Exercise set
1: Summarize the passage on protecting a computer from malware in two sentences.
2: Extend the passage on protecting a computer from malware, starting after its last sentence.

Reading passage
»»
Yes, you are pretty safe if you don't switch on the machine.
Why might you become infected, there could be several reasons?
Basically your security, both programs and user behavior, has fallen down and allowed an infection to pass through your defenses.
How many users are on your computer besides you? Do you know their surfing habits? Are your users using an Administrative account rather than, the less damaging in case of problems caused by malware, Limited User account?
With Administrative privileges anything which gets into your machine can do whatever it likes, but if you are only a Limited User then any damage is limited too.
Programs like virus scanners only mainly concentrate on viruses (and some more common worms and Trojans), but that still leaves many worms and Trojans as a danger. Which is why many people have what is loosely termed a "layered approach", where you have specific programs for specific threat attacks. You can spend lots of money preventing the chances of infection but the biggest danger is from sloppy user control.
««
Information shown
»»
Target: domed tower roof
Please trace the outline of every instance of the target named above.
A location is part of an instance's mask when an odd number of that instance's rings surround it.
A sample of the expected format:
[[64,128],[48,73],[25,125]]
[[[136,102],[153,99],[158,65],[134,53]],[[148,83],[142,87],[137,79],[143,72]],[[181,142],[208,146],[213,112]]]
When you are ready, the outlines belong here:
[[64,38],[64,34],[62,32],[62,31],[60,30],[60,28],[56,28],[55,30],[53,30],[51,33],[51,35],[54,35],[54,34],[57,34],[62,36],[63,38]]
««
Answers for the exercise
1: Infections get through when both security programs and user behavior fail, and malware can do far more damage under an Administrative account than under a Limited User account. Virus scanners concentrate mainly on viruses, so many people take a "layered approach" with specific programs for specific threats, though sloppy user control remains the biggest danger.

2:
Another thing to watch out for (besides E-mail) are portable media such as DVD's, CD's, SD Cards, or USB, shared and inserted by friends from other less controlled machines.
No matter how good your virus scanner is, unless it knows about an infection threat (updated definitions) it will not detect it, although many have heuristic detection to advice of a possible infection or suspicious file, which produces as many false positives as it does positives.
To help your virus scanner manufacturer/programmer you could send them a copy of the infected file, via a zipped file and E-mail so that they may better handle it in the future.